Мы пришвартовались у причала Неаполя, почти точно так, как это показано на открытке того времени.
Погода была превосходная, и весь Неаполитанский залив открывался перед нами. Уже первое знакомство с Неаполем заставила нас влюбиться в него. Мы перенеслись из мрачных прибрежных городов Балтийского и Северного морей в совсем иной мир. Это сейчас, всё что связано со Средиземноморьем: кухня, стиль жизни и всё прочее превратились в объект культа и подражания. Тогда для нас всё это было новым, даже для тех, кто хорошо знал побережье Кавказа – Сухуми, Батуми, всё-таки всё это сильно отличалось от Средиземноморья
Неаполитанская гавань
Смутные воспоминания остались у меня от посещения музеев Помпеи, которые мы посетили на следующий день. Оживляет их лишь один эпизод, когда гид остановился во время осмотра какой-то виллы перед дверью, около которой стоял человек в форме.
Вилла в Помпеях
Гид обратился к дамам и попросил их погулять самостоятельно по вилле, так как картины, которые он будет показывать, разрешено смотреть только мужчинам. Дамы покорно разошлись, кроме одной, которая начала объяснять, что ввиду того, что она занимается античной живописью, ей желательно, как профессионалу, посмотреть на эти картины. Гид попробовал что-то объяснить стражнику, но тот разразился громкой эмоциональной речью, и только, когда дама удалилась, торжественно открыл громадным ключом дверь. Мы, полные благоговейного ожидания, протиснулись в неё. В комнате были две фрески, на первой мужчина с громадным фаллосом, а на другой любовная пара, причём женщина сидит на мужчине в позе Маленькой Веры из одноименного кинофильма. Признаться, я не видел кинофильма, но я вспомнил эпизод в Помпеях через много лет во время встречи со зрителями Эльдара Рязанова в Ленинграде в годы перестройки. Эльдар Рязанов рассказал, как на такой же встрече в Москве какая-то женщина яростно ругала этот фильм, возмущённо говоря, что она дожила до старости и не знала, что сексом можно заниматься в такой позиции. На это Эльдар Рязанов резонно ответил, что, значит, этот фильм имел еще и учебно-познавательное значение. Слушая его, я подумал, что, может быть, из-за ханжества итальянских музейных властей, наша киевлянка так никогда и не получила такой ценной информации!

######

Задания:
1. Воспроизведите дословно фрагмент текста для чтения от слов «Мы пришвартовались у» до слов «человек в форме.».
2. Ответьте по тексту для чтения на следующие вопросы:
(а) У причала какого города пришвартовались путешественники?
(б) О чём гид попросил дам на вилле в Помпеях?
(в) Сколько фресок находилось в комнате, которую открыл стражник?
3. Изложите содержание текста для чтения в двух предложениях.

######

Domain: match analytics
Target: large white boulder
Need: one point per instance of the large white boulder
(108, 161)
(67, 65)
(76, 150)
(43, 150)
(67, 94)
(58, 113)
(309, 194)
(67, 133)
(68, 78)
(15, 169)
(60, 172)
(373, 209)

######

Решённые задачи:
1.
Мы пришвартовались у причала Неаполя, почти точно так, как это показано на открытке того времени.
Погода была превосходная, и весь Неаполитанский залив открывался перед нами. Уже первое знакомство с Неаполем заставила нас влюбиться в него. Мы перенеслись из мрачных прибрежных городов Балтийского и Северного морей в совсем иной мир. Это сейчас, всё что связано со Средиземноморьем: кухня, стиль жизни и всё прочее превратились в объект культа и подражания. Тогда для нас всё это было новым, даже для тех, кто хорошо знал побережье Кавказа – Сухуми, Батуми, всё-таки всё это сильно отличалось от Средиземноморья
Неаполитанская гавань
Смутные воспоминания остались у меня от посещения музеев Помпеи, которые мы посетили на следующий день. Оживляет их лишь один эпизод, когда гид остановился во время осмотра какой-то виллы перед дверью, около которой стоял человек в форме.

2.
(а) У причала Неаполя.
(б) Погулять по вилле самостоятельно, так как картины разрешено смотреть только мужчинам.
(в) Две.

3. Неаполь с первого знакомства покорил прибывших, перенёсшихся из мрачных прибрежных городов Балтийского и Северного морей в совсем иной мир. В Помпеях гид попросил дам удалиться перед показом фресок, разрешённых к просмотру только мужчинам, и стражник открыл дверь лишь после того, как ушла последняя из них, занимавшаяся античной живописью.